> [WRITTEN TASK]
Copy out all the entries below, substituting "locator" for every occurrence of "pointer" and keeping everything else the same.

> [SUPPLIED DATA]
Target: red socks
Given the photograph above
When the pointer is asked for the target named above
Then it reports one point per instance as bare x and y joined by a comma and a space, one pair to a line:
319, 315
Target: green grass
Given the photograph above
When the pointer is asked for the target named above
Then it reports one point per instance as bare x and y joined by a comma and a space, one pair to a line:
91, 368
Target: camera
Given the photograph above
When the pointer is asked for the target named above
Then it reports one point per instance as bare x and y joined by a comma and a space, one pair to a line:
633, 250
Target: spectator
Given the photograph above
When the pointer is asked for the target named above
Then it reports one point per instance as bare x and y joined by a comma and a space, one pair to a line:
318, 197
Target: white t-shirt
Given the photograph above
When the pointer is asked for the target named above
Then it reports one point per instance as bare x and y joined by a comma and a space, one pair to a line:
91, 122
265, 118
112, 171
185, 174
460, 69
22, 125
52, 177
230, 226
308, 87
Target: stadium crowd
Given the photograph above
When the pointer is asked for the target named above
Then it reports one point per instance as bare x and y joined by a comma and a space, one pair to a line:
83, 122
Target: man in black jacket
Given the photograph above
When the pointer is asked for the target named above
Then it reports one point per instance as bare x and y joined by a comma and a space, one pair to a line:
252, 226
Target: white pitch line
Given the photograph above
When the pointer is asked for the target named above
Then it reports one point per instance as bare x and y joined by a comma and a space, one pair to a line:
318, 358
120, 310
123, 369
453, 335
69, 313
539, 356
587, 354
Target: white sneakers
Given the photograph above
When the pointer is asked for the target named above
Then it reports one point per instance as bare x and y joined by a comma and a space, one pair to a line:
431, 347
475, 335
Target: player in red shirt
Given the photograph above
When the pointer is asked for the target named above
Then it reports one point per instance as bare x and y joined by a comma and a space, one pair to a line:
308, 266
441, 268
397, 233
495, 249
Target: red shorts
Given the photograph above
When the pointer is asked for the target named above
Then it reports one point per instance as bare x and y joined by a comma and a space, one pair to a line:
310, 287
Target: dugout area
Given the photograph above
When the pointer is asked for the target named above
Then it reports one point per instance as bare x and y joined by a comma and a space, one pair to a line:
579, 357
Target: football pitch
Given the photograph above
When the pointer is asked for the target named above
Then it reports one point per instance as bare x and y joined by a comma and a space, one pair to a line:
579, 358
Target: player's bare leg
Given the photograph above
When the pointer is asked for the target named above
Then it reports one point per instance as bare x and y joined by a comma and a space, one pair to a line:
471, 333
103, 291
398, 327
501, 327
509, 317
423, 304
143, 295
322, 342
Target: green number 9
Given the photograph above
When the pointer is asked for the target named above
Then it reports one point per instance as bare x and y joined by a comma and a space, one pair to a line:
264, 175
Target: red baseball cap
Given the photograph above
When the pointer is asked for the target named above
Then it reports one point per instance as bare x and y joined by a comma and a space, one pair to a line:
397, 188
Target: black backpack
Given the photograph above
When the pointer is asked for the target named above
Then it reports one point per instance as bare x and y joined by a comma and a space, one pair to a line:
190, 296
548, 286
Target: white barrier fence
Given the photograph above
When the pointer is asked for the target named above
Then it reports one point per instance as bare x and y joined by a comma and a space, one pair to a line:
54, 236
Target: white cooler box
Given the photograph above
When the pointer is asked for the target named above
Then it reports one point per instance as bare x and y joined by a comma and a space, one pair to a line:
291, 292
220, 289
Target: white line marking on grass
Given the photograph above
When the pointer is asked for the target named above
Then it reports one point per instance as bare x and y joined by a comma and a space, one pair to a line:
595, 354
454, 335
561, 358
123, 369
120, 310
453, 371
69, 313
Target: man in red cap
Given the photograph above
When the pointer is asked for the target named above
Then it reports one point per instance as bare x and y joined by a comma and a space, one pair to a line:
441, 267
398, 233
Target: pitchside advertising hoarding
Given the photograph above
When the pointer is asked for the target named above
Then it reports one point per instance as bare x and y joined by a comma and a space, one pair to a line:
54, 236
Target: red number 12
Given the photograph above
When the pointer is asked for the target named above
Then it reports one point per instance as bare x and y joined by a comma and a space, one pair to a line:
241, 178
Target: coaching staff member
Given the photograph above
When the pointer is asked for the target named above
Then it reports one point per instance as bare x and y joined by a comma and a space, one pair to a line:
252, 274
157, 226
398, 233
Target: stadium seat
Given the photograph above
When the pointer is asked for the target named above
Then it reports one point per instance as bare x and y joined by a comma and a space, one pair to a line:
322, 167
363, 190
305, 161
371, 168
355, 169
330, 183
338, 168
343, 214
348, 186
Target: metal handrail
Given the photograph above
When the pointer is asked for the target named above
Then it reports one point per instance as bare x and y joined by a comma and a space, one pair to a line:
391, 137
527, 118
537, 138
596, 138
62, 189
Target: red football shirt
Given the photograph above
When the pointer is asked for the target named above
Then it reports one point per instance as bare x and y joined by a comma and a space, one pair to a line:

> [WORKED SOLUTION]
Target: red socks
Given the photograph above
When the locator is asked for the target named above
Then it reports one point per instance as bare x and y joined by a comma and a space, one pair to a line:
319, 315
Target: green grass
Given the photograph above
When the locator is asked for the target named above
Then it reports one point per instance as bare x and y joined by a comma and a space, one pair to a line:
91, 368
Target: camera
Given the photograph above
When the locator is asked for the target named above
Then it reports one point per instance as bare x and y joined by a comma and a space, one pair to a line:
633, 250
Target: spectator
Given the photograph above
When the locator is asked for the target named above
Then it reports one point per instance as bare x and y joined by a comma and a space, one pair to a line:
318, 197
Target: white t-shirt
Given the photograph above
When the locator is asked for the target named above
Then it reports one point per instance as bare x and y joined by a comma and a space, one pair to a line:
91, 122
265, 118
112, 171
185, 174
460, 69
22, 125
52, 177
230, 226
308, 87
Target: stadium crowd
Given the photograph above
When the locator is asked for the target named above
Then it reports one point per instance as bare x and y joined by a comma and a space, one pair to a line:
83, 122
Target: man in black jacket
Given the photograph above
When the locator is asked for the target named above
Then it reports one point per instance as bare x and y joined by a comma and a space, one pair to a line:
252, 226
Target: white pitch line
Given the photograph above
When the locator is asked for the target named above
Then it reports one point per instance as bare x and y joined by a comma and a space, one pair to a line:
318, 358
120, 310
123, 369
453, 335
69, 313
539, 356
587, 354
Target: white sneakers
Given the photograph above
When the locator is asked for the target named above
Then it reports one point per instance as bare x and y joined by a comma and a space, one pair to a line:
431, 347
475, 335
Target: player in red shirt
Given the photograph above
When the locator is asked for the target named above
Then it reports one point per instance as bare x and y joined by a comma and a space, one pair to a line:
308, 266
441, 268
397, 233
495, 249
Target: red shorts
Given the photograph above
When the locator is asked for the target named above
Then it reports one point per instance as bare x and y joined by a comma and a space, one pair to a line:
310, 287
Target: dugout area
Given the photograph above
When the locator is asked for the target named above
Then it reports one point per instance as bare x and y joined by a comma and a space, one pair to a line:
579, 357
Target: football pitch
Given the photograph above
When the locator is asked for the target named above
Then it reports one point per instance as bare x and y joined by a comma and a space, one pair to a line:
579, 358
Target: player's bare leg
Given the photograph above
When the locator is asked for the target named above
Then it reports one point per instance as bare x and y joined by a comma and a space, one pair to a line:
471, 333
103, 291
398, 327
501, 327
509, 317
423, 304
143, 295
322, 342
Target: green number 9
Given the photograph above
When the locator is asked for the target named above
Then it reports one point per instance as bare x and y joined by a comma and a space, one pair to a line:
264, 175
Target: red baseball cap
Given the photograph above
When the locator is asked for the target named above
Then it reports one point per instance as bare x and y joined by a comma and a space, one pair to a line:
397, 188
Target: black backpack
Given the photograph above
When the locator is asked for the target named above
Then it reports one point per instance as bare x and y joined by a comma and a space, one pair to a line:
190, 296
548, 286
Target: white barrier fence
Given the photograph above
When the locator is asked for the target named above
Then it reports one point per instance as bare x and y joined by a comma and a space, one pair to a line:
54, 236
Target: white cooler box
Given the photograph above
When the locator is asked for the target named above
Then it reports one point per instance as bare x and y joined by a comma and a space, one pair to a line:
291, 292
220, 289
Target: white line marking on grass
Given the photograph above
When the locator is asked for the target named above
Then it reports one point per instance as bare x and y joined by a comma and a space, one pair to a line:
595, 354
454, 335
561, 358
123, 369
120, 310
453, 371
69, 313
Target: man in red cap
Given the photograph above
When the locator is asked for the target named above
Then it reports one point per instance as bare x and y joined by a comma and a space, one pair to a line:
441, 267
398, 233
Target: pitchside advertising hoarding
Given the photograph above
When the locator is asked for the target named above
Then it reports one point per instance as bare x and y joined by a comma and a space, one pair to a line:
54, 236
Target: red number 12
Given the photograph above
When the locator is asked for the target named above
Then it reports one point per instance as bare x and y joined by a comma and a space, one pair to a line:
241, 178
Target: coaching staff member
Given the photograph above
When the locator is asked for the target named above
Then it reports one point per instance as bare x and y joined by a comma and a space, one pair to a line:
252, 274
157, 226
398, 233
Target: stadium seat
Given the photograph above
When the locator is asked for the target named above
Then it reports one point per instance as bare x and y joined by a comma and a space, one pair to a line:
322, 167
363, 190
305, 161
371, 168
355, 169
330, 183
338, 168
343, 214
348, 186
Target: metal handrail
Given the photograph above
When the locator is asked for the target named above
Then it reports one point per instance as bare x and y joined by a comma and a space, one pair to a line:
391, 137
527, 118
537, 138
596, 138
62, 189
Target: red football shirt
Given the photograph above
When the locator is asked for the target named above
Then it reports one point per instance as bare x and y joined by a comma and a space, one pair to a line:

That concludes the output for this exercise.